● **Supplied passage**
“1 EURO.” The coin says it all: a common currency for a common market, silver by gold encircled (or nickel by copper), unity to the fore. The currency name, like the 1992 Maastricht Treaty at which it was proposed, spells European Union, one Europe. The coin, first circulated in 2002, on closer inspection reveals a map: a stylized geography of territory, lacking individual national boundaries. The Eastern frontier swings down from Sweden to Greece, bisecting Turkey (no trace of Africa on this map). Twelve stars limn the design, above and below the “Euro” text. Like the twenty-four stars of the Paramount Pictures logo (I irreverently think), though here with legitimate political reference—to the twelve member-states at Maastricht.
Another collective grouping, the United Kingdom of England, Scotland, Wales and Northern Ireland), though formally an EU member since 1973, did not two decades later adopt the new European currency. The British still have their pounds, coins that display ancient heraldic motifs: a rampant English lion, sovereign (crowned) by divine right, paired with a Scottish unicorn (chained). In currency as in territory, the UK remains apart, an island comfortably cut off from “the Continent” by the English Channel. British resistance to the Euro, whatever its economic rationale, with hindsight appears all too symptomatic.
By national referendum on 23 June 2016, a narrow majority among 33 million voting UK citizens cast ballots to leave the European Union. The Leave vote dealt a blow to ideals of supra-national comity and economic unity enshrined in decades of European treaties and a long-sought single currency. The Leave vote was also a popular rejection of the Remain calls of governmental and business leaders. A year or so later, Brexit proceeds apace: a British national “divorce” from Europe unfolding amid prime-time bickering and complex fiscal-cum-legal squabbles. The why of Brexit, though, is still oddly mysterious and unknowable. Anti-immigrant sentiment, chronic economic anxieties, and free-floating concerns over sovereignty appear as leading tropes, but to many despairing observers, the nation’s decision represents, to quote one headline, a monumental “act of self-harm.”

● **Information shown**
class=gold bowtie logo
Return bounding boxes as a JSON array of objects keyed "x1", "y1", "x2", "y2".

● **Assigned task 1**
In the passage on the Euro and Brexit, rewrite the stretch from "Another collective grouping, the" through "all too symptomatic.", swapping "unicorn" for "dragon".
● **Assigned task 2**
Answer these questions from the passage on the Euro and Brexit:
(a) In what year was the Euro coin first circulated?
(b) Since what year has the United Kingdom formally been an EU member?
(c) On what date was the UK referendum on leaving the European Union held?

● **Exercise answer 1**
Another collective grouping, the United Kingdom of England, Scotland, Wales and Northern Ireland), though formally an EU member since 1973, did not two decades later adopt the new European currency. The British still have their pounds, coins that display ancient heraldic motifs: a rampant English lion, sovereign (crowned) by divine right, paired with a Scottish dragon (chained). In currency as in territory, the UK remains apart, an island comfortably cut off from “the Continent” by the English Channel. British resistance to the Euro, whatever its economic rationale, with hindsight appears all too symptomatic.

● **Exercise answer 2**
(a) 2002
(b) 1973
(c) 23 June 2016